• _Material for this exercise_

------

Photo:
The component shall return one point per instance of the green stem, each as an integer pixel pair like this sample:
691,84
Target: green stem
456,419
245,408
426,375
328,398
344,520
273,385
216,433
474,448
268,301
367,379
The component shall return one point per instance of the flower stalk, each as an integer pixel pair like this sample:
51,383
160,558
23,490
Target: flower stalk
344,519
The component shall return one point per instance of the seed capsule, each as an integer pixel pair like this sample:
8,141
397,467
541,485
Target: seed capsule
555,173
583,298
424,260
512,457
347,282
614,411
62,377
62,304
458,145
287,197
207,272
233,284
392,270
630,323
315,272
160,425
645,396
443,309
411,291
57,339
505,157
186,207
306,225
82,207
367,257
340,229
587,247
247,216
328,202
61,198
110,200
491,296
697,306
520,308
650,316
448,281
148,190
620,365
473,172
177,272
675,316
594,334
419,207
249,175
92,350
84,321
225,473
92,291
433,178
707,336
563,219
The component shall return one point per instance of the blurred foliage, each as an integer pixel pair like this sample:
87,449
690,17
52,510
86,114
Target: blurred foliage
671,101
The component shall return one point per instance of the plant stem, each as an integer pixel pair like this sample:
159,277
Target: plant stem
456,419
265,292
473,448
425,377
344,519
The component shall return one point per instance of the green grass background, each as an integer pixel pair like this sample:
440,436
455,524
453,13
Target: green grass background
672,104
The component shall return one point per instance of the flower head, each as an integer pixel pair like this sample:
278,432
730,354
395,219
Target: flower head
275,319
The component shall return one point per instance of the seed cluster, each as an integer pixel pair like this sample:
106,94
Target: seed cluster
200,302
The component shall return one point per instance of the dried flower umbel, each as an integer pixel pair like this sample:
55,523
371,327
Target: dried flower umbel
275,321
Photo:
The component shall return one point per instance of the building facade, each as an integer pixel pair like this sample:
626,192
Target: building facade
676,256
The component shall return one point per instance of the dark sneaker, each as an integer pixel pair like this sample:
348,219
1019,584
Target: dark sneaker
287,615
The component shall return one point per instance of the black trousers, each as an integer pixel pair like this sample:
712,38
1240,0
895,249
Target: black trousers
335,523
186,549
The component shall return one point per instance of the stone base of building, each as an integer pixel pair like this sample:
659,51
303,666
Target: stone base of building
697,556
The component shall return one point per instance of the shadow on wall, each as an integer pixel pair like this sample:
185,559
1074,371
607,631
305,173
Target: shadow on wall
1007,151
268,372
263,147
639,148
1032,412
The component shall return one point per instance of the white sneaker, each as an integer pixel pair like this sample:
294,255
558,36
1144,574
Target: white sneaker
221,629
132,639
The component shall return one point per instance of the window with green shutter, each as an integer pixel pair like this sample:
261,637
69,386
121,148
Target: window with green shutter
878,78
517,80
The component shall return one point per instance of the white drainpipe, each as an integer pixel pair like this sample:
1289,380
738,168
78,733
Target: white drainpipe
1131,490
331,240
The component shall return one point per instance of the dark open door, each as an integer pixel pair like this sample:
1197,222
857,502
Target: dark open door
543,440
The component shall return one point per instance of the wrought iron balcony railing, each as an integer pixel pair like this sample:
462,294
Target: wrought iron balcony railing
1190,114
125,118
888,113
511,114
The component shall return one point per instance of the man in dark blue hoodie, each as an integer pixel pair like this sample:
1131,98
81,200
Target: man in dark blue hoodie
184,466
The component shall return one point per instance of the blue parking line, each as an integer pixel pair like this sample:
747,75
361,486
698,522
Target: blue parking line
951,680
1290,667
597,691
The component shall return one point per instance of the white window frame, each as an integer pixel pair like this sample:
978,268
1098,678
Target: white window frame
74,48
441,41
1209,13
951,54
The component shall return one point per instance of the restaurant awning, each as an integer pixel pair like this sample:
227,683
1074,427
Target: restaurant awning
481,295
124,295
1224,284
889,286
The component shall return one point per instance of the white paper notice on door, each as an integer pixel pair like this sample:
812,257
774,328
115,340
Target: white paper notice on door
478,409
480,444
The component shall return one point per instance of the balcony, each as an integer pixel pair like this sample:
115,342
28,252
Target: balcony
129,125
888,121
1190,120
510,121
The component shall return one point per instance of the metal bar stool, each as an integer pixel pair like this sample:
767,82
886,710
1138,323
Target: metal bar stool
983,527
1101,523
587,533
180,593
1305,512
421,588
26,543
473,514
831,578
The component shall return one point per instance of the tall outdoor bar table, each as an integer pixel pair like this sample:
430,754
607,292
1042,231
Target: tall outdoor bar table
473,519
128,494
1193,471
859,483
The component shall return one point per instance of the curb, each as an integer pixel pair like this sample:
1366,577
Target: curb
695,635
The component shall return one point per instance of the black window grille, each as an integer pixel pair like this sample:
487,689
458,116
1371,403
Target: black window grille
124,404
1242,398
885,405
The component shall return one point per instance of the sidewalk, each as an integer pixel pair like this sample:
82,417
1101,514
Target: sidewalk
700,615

------

• _Exercise details_
Go through the records and print each one exactly.

• _Exercise answer_
Photo:
The component shall return one point per instance of the green stem, each as an integer pixel pair like this sample:
691,84
Target: green stem
456,419
245,408
426,375
328,398
344,520
273,385
216,433
474,448
268,301
367,379
The component shall return one point per instance of the flower stalk, each as an integer pixel pair like this sample:
51,383
160,558
23,490
Target: flower stalk
344,519
The component shall return one point per instance of the seed capsule, each as an integer pixel pair like this sample:
8,141
397,467
541,485
Target: seed capsule
555,173
583,298
424,260
512,457
347,282
614,411
62,377
62,304
458,145
287,197
207,272
233,284
392,270
630,323
315,272
160,425
645,396
443,309
411,291
57,339
505,157
186,207
306,225
82,207
367,257
340,229
587,247
247,216
328,202
61,198
110,200
491,296
697,306
520,308
650,316
448,281
148,190
620,365
473,172
177,272
675,316
594,334
419,207
249,175
92,350
84,321
225,473
92,291
433,178
707,336
563,219
The component shall return one point per instance of the blurred foliage, each as an integer pixel pair like this sample:
87,449
690,17
52,510
86,114
Target: blurred foliage
671,101
The component shall return one point per instance of the plant stem, each as an integer pixel pair like this sample:
159,277
Target: plant stem
456,419
265,292
473,448
425,377
344,519
The component shall return one point per instance of the green grass background, each as an integer pixel pair like this sample:
440,436
455,524
453,13
Target: green grass background
672,104
The component shall return one point per instance of the flower head, each as an integer pixel pair like this sample:
278,432
730,354
395,219
Target: flower head
275,319
The component shall return one point per instance of the seed cluster, each as an integer pixel pair like this sample:
106,94
Target: seed cluster
200,302
The component shall return one point per instance of the dried flower umbel, each as an integer pixel pair like this sample:
55,523
371,327
Target: dried flower umbel
275,321
Photo:
The component shall return one point per instance of the building facade, each as an integer pixel pair like this sample:
626,192
Target: building facade
676,256
The component shall return one point per instance of the dark sneaker, each as an integer pixel pair like this sample:
348,219
1019,584
Target: dark sneaker
287,615
The component shall return one point per instance of the black trousers, each as an integer pixel pair like this sample:
712,38
1240,0
895,249
Target: black trousers
335,523
186,549
The component shall return one point per instance of the stone base of building, each as an integer pixel pair like this sample:
659,51
303,666
Target: stone base of building
697,556
The component shall return one point per instance of the shadow on wall, each as an integer pixel pair like this sample:
185,559
1074,371
607,631
305,173
Target: shadow on wall
1007,151
268,372
263,147
639,148
1032,412
The component shall return one point per instance of the white sneaker, each as an integer pixel pair like this sample:
294,255
558,36
1144,574
Target: white sneaker
221,629
132,639
The component shall return one point per instance of the window with green shutter, each as an integer pixel pair like this sample:
261,637
69,386
121,148
Target: window with green shutter
878,78
517,80
The component shall return one point per instance of the white drainpipe, each as an integer pixel pair like this sample:
1289,380
738,168
78,733
Target: white drainpipe
1131,490
331,240
The component shall return one point per instance of the dark open door, each as an integer pixel pair like this sample:
1197,222
857,502
Target: dark open door
543,440
The component shall return one point per instance of the wrought iron balcony railing, each as an integer pixel pair like this sample:
462,294
Target: wrought iron balcony railing
1190,114
125,118
888,113
511,114
The component shall return one point per instance of the man in dark blue hoodie, each as an integer pixel pair like this sample:
1131,98
81,200
Target: man in dark blue hoodie
184,466
The component shall return one point per instance of the blue parking line, each as an integer pixel pair like this sample:
747,75
361,486
698,522
Target: blue parking line
951,680
1290,667
597,691
The component shall return one point per instance of the white window frame, each as an integer pixel pair like this sample:
978,268
1098,678
Target: white window frame
74,48
441,41
1209,13
951,54
The component shall return one point per instance of the restaurant awning, each as an integer pixel pair like this sample:
227,683
1074,427
Target: restaurant awning
481,295
124,295
1224,284
889,286
The component shall return one point per instance of the white paper notice on door, each as an integer pixel pair like this sample:
812,257
774,328
115,340
Target: white paper notice on door
478,409
480,444
The component shall return one point per instance of the balcony, each as an integer pixel pair like this sample:
115,342
28,252
Target: balcony
129,125
888,121
1190,120
510,121
The component shall return one point per instance of the metal bar stool, each as an integer pixel pair like this sample:
767,82
886,710
1138,323
Target: metal bar stool
983,527
1101,523
587,533
180,593
1305,512
421,588
26,543
473,514
831,578
The component shall return one point per instance of the tall outdoor bar table, each as an integer pixel pair like this sample:
430,754
607,292
1042,231
Target: tall outdoor bar table
473,519
128,494
1193,471
859,483
The component shall return one point per instance of the curb, each as an integer pixel pair like this sample:
1366,577
Target: curb
695,635
The component shall return one point per instance of the black window grille, each as an integer pixel pair like this sample:
487,689
458,116
1371,403
Target: black window grille
124,404
1242,398
885,405
The component shall return one point per instance of the sidewalk, each as an integer pixel pair like this sample:
82,417
1101,514
Target: sidewalk
700,615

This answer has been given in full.